-- Extract --
Nancy Meyers’ consistent ability to write and direct a film that appeals to the “older” demographic, yet somehow transcends well beyond that to people of all ages has persisted with her latest, The Intern. A semi unlikely tale about a startup company called About the Fit, run by a plucky late 20s/early 30s woman named Jules Ostin, that decides to start a senior outreach program via an internship, The Intern is the type of film only Meyers could conceive.
With an opening scene that could just as easily take place in Los Angeles as opposed to Prospect Park, we are introduced to Ben Whittaker (Robert De Niro), a born and bred Brooklynite who suddenly feels he’s “not hip enough” to live there anymore, and is now partaking in tai chi lessons in the park to pass the time during his so far unfulfilling retirement. As a widower, Ben doesn’t find as much joy as he had hoped as a result of the ever-waning novelty of having his time all to himself. Plus, being a “company man” for forty years of his life, he can’t seem to occupy enough hours in the day to feel stimulated, regardless of how many Mandarin courses or around the world trips he takes. And, to add to his desire to be out of the neighborhood for at least eight hours of the day, a nearby female neighbor of his, Patty (Linda Lavin), keeps cornering him to go on another date every time she sees him out on the street. All of this inspires him to apply for the senior internship advertised on a flier near his home, which insists on video applications only–already telling of the employment divide that has occurred since the last time he was in the working world.

-- The problem --
Write out the review of The Intern in full, word for word. The listing that comes next is separate from the review of The Intern.

-- Recorded information --
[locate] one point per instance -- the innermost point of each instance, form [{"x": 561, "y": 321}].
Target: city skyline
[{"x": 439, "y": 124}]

-- Expected output --
Nancy Meyers’ consistent ability to write and direct a film that appeals to the “older” demographic, yet somehow transcends well beyond that to people of all ages has persisted with her latest, The Intern. A semi unlikely tale about a startup company called About the Fit, run by a plucky late 20s/early 30s woman named Jules Ostin, that decides to start a senior outreach program via an internship, The Intern is the type of film only Meyers could conceive.
With an opening scene that could just as easily take place in Los Angeles as opposed to Prospect Park, we are introduced to Ben Whittaker (Robert De Niro), a born and bred Brooklynite who suddenly feels he’s “not hip enough” to live there anymore, and is now partaking in tai chi lessons in the park to pass the time during his so far unfulfilling retirement. As a widower, Ben doesn’t find as much joy as he had hoped as a result of the ever-waning novelty of having his time all to himself. Plus, being a “company man” for forty years of his life, he can’t seem to occupy enough hours in the day to feel stimulated, regardless of how many Mandarin courses or around the world trips he takes. And, to add to his desire to be out of the neighborhood for at least eight hours of the day, a nearby female neighbor of his, Patty (Linda Lavin), keeps cornering him to go on another date every time she sees him out on the street. All of this inspires him to apply for the senior internship advertised on a flier near his home, which insists on video applications only–already telling of the employment divide that has occurred since the last time he was in the working world.